Identify each line in the items below that contains the word "island", and copy those lines. Only matches with the same case count.

• Items listed in a dataset

::::::::::

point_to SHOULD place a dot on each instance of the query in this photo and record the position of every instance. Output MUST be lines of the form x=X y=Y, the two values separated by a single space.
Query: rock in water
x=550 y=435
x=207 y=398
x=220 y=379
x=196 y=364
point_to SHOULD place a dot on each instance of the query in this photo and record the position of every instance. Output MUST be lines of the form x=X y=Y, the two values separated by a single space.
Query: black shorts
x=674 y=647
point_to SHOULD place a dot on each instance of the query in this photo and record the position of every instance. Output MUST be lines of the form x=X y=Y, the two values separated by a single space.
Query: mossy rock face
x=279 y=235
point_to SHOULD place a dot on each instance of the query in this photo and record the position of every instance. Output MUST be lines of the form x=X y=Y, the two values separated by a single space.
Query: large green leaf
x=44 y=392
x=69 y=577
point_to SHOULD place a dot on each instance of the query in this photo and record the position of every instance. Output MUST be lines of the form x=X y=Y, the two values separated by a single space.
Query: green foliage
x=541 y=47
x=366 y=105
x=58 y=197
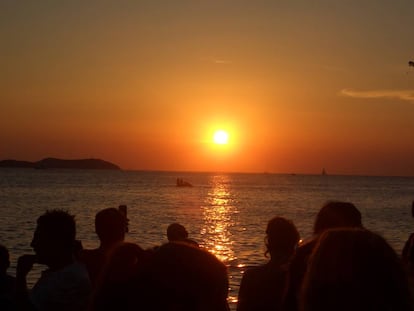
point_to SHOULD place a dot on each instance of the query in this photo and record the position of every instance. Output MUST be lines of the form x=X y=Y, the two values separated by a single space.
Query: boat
x=182 y=183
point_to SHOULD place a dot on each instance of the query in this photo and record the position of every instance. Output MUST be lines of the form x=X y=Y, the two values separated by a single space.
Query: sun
x=221 y=137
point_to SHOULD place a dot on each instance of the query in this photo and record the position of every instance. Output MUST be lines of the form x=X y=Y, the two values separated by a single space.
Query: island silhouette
x=49 y=163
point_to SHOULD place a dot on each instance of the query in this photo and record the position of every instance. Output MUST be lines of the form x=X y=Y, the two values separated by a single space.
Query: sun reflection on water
x=218 y=214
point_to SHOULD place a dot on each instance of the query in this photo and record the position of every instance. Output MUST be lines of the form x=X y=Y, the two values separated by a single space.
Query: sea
x=226 y=213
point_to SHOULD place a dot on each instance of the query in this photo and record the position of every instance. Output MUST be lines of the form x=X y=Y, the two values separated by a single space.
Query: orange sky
x=299 y=86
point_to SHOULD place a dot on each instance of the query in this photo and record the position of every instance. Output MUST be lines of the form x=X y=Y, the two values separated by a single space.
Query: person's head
x=54 y=237
x=337 y=214
x=354 y=269
x=187 y=278
x=4 y=259
x=176 y=232
x=282 y=237
x=110 y=225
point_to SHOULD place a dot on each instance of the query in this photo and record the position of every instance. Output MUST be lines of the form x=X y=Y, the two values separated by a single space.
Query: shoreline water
x=225 y=213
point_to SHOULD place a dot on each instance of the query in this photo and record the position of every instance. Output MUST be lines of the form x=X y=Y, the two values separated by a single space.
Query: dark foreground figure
x=187 y=278
x=263 y=288
x=333 y=214
x=65 y=285
x=354 y=269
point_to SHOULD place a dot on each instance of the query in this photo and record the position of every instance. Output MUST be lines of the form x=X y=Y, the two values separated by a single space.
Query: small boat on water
x=182 y=183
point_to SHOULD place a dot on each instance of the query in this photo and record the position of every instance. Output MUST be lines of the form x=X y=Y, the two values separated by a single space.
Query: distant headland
x=48 y=163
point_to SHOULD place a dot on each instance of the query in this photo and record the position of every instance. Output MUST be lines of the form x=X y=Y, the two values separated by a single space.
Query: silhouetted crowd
x=343 y=267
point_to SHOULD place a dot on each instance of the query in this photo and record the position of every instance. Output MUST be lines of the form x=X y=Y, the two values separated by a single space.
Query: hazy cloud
x=391 y=94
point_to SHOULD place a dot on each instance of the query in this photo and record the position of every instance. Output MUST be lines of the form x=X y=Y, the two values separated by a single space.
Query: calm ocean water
x=225 y=213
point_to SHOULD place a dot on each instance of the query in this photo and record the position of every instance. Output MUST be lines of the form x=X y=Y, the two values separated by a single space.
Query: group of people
x=343 y=267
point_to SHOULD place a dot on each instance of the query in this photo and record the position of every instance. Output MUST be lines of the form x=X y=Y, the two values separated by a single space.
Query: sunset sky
x=298 y=85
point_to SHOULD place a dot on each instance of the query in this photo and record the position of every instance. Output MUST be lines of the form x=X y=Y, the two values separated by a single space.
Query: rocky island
x=49 y=163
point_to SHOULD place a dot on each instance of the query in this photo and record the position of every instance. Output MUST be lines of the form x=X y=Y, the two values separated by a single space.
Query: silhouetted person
x=110 y=226
x=178 y=233
x=7 y=282
x=186 y=278
x=354 y=269
x=119 y=285
x=65 y=285
x=333 y=214
x=264 y=287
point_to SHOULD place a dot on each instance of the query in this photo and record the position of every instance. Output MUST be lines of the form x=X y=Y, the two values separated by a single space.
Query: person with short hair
x=354 y=269
x=65 y=285
x=333 y=214
x=263 y=287
x=110 y=227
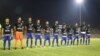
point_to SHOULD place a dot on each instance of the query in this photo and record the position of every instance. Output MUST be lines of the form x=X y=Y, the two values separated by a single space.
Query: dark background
x=51 y=10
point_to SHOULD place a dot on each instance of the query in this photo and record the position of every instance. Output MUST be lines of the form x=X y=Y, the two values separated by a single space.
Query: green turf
x=81 y=50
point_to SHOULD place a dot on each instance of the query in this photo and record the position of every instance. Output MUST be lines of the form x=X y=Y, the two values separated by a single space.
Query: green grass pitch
x=81 y=50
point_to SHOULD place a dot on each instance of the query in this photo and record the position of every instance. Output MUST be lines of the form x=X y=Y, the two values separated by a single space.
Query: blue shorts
x=30 y=35
x=64 y=37
x=38 y=36
x=56 y=36
x=83 y=34
x=47 y=36
x=76 y=35
x=69 y=36
x=88 y=35
x=7 y=37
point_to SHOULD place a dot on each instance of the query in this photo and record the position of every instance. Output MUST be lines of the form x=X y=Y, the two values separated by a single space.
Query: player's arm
x=12 y=32
x=25 y=29
x=2 y=31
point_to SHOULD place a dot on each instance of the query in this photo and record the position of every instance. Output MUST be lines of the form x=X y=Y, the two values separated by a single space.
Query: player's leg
x=53 y=41
x=49 y=41
x=4 y=43
x=74 y=39
x=31 y=37
x=77 y=40
x=68 y=39
x=71 y=40
x=27 y=40
x=45 y=38
x=21 y=39
x=57 y=40
x=36 y=40
x=65 y=41
x=9 y=42
x=83 y=38
x=40 y=38
x=16 y=39
x=61 y=40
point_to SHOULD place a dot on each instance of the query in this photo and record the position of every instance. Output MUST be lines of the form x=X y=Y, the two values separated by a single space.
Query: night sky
x=62 y=10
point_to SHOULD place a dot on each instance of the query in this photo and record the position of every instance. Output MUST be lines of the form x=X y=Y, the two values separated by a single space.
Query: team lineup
x=69 y=34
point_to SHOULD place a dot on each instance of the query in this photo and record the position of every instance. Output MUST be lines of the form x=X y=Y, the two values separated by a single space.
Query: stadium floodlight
x=79 y=1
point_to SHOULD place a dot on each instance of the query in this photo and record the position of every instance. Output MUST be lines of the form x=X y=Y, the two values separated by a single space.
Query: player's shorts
x=56 y=36
x=38 y=36
x=47 y=36
x=64 y=37
x=19 y=35
x=69 y=36
x=7 y=37
x=88 y=35
x=76 y=35
x=83 y=33
x=30 y=35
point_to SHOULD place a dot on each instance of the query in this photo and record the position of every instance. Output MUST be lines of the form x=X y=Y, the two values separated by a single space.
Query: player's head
x=83 y=23
x=38 y=21
x=47 y=22
x=19 y=20
x=64 y=25
x=30 y=20
x=56 y=22
x=88 y=25
x=7 y=20
x=76 y=25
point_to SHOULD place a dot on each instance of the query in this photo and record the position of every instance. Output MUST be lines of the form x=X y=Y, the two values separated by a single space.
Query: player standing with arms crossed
x=64 y=34
x=38 y=34
x=88 y=34
x=7 y=33
x=47 y=33
x=83 y=33
x=55 y=33
x=19 y=27
x=70 y=34
x=76 y=33
x=29 y=29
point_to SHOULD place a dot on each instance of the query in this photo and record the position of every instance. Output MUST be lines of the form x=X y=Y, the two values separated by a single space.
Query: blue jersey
x=38 y=29
x=19 y=27
x=47 y=29
x=30 y=27
x=7 y=29
x=55 y=29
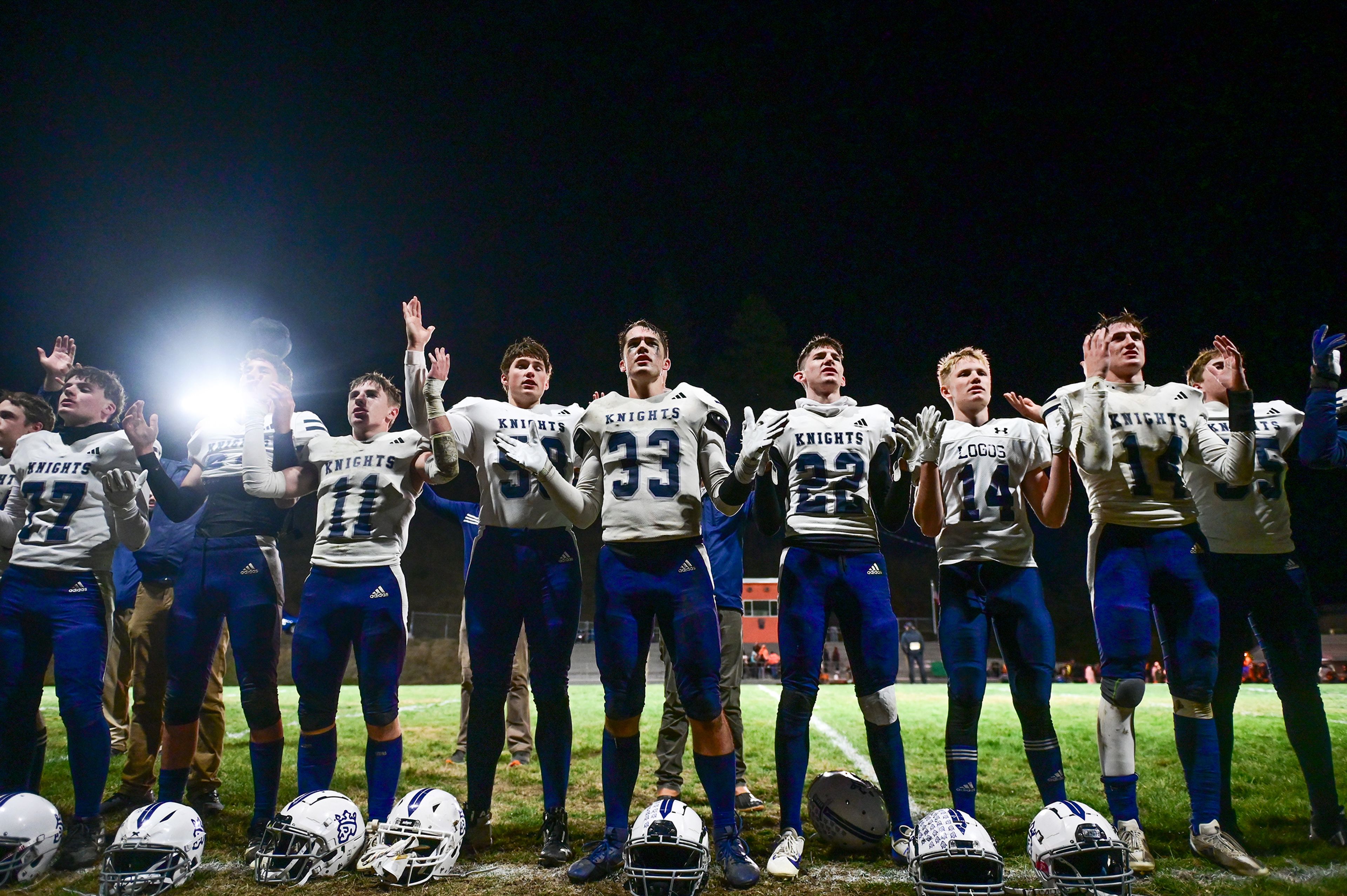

::::::::::

• Task output
Query: island silhouette
Query: rocky island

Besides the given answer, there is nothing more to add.